---------- BLOK TEKS ----------
Aparat mendeteksi MTA sebagai GAM, dia diburu dan kuliah sementara ia tinggalkan. Saat Darurat Militer, MTA memilih bergabung dengan GAM Aceh Besar bersama Kelompok Tgk. Ahyar dan dalam perlindungan Kelompok Pak Cek, Panglima Muda GAM Sagoe 22. Setelah ada kesempatan, dia bergeser ke Pidie, kemudian berangkat ke Jakarta sebagai tempat pelariannya.
ADVERTISEMENT
Di sana, dia bergabung dengan para aktivis mahasiswa lainnya, untuk menggelar aksi-aksi dan menolak pendekatan militer dalam penanganan konflik Aceh. “Bersama sejumlah mahasiswa Papua, kami mendirikan Solidaritas Aceh Papua (SAP), tujuannya sama,” katanya.
Beberapa aksi digelar di Jakarta, termasuk di depan Istana Merdeka. Mereka kemudian menggalang kekuatan mahasiswa untuk melancarkan aksi besar-besaran di sejumlah kota, seperti Bandung, Yogyakarta, juga Surabaya. Isunya, tolak militer di wilayah konflik Aceh dan Papua.
Seminggu menjelang rencana aksi besar itu, keberadaan MTA tercium aparat. Dia kemudian ditangkap di Asrama Mahasiswa dan Masyarakat Aceh di Bandung, Jawa Barat. Dari Markas Polresta Bandung Barat, aktivis SIRA ini digelandang ke Markas Besar Polri.
---------- CATATAN YANG DIBERIKAN ----------
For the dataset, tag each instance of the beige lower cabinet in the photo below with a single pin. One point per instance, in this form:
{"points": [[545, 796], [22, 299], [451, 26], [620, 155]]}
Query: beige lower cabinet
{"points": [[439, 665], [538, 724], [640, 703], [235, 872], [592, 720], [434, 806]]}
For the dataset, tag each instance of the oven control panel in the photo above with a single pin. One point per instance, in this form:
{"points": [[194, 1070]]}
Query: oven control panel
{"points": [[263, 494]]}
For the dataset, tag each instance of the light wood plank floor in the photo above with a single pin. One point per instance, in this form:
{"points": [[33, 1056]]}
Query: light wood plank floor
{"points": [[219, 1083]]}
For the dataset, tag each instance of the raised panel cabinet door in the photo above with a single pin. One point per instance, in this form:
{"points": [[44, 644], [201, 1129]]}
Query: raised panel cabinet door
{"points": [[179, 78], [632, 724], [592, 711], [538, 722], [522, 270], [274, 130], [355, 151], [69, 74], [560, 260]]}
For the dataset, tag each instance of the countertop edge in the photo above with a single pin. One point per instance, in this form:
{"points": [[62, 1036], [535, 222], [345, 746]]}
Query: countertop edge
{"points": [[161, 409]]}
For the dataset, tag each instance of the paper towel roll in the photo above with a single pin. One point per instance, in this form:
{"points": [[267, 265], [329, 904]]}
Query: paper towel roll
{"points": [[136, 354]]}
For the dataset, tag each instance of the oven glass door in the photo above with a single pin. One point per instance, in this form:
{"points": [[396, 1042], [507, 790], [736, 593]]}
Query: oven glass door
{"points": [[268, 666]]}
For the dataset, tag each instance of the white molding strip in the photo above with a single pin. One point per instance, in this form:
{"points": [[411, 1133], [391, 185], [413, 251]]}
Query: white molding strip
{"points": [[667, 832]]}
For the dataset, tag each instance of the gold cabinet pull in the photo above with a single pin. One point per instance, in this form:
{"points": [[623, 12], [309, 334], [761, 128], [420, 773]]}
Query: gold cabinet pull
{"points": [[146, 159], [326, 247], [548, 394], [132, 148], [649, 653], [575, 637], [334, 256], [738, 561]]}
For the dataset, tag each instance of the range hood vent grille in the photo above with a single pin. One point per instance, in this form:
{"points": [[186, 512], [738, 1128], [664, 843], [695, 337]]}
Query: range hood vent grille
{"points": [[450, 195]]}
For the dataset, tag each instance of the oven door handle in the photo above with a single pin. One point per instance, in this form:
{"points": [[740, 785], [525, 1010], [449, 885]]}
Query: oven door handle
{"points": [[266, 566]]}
----------
INSTRUKSI TUGAS: Lanjutkan teks tentang pelarian dan penangkapan aktivis SIRA berinisial MTA, dimulai setelah kalimat terakhirnya.

HASIL TUGAS:
Oleh Mabes Polri, MTA disangkakan sebagai ajudan Menteri Keuangan GAM, (Alm) Teungku Muhammad Usman Lampoh Awe, yang saat itu mendekam dalam tahanan di Aceh. Mabes Polri kemudian menyerahkan MTA kepada Kepolisian Daerah Aceh. Dia diterbangkan dari Bandung ke Aceh pada 5 Maret 2004.
ADVERTISEMENT
Saat berada di tahanan Polda Aceh, MTA mengalami berbagai penyiksaan, dan pemukulan. “Bahkan saat itu, saya tak tahu lagi bagaimana rasa sakit,” ungkap MTA.
Lukisan bendera GAM dan senjata di dinding kamar tahanan politik di Rutan Jantho. Foto: Adi Warsidi
Setelah berkas pemeriksaannya selesai, dia dipindahkan ke Rumah Tahanan (Rutan Jantho) tepat saat ulang tahunnya ke-25, 1 Mei 2004, guna menjalani proses persidangan. Vonis delapan tahun untuknya hanya dijalani selama satu tahun lima bulan.
Damai kemudian hadir di Aceh pada 15 Agustus 2005. MTA mendapatkan amnesti dari pemerintah pada 30 Agustus 2005, bersama ribuan tahanan politik lainnya. Amnesti adalah satu amanah perdamaian yang tertuang dalam MoU Helsinki.
Semasa damai, MTA mengabdikan dirinya untuk membantu Pemerintah Aceh. Dia sempat bergabung dengan Partai SIRA dan aktif memenangkan Irwandi Yusuf-Muhammad Nazar yang menjadi Gubernur dan Wakil Gubernur Aceh pertama usai konflik.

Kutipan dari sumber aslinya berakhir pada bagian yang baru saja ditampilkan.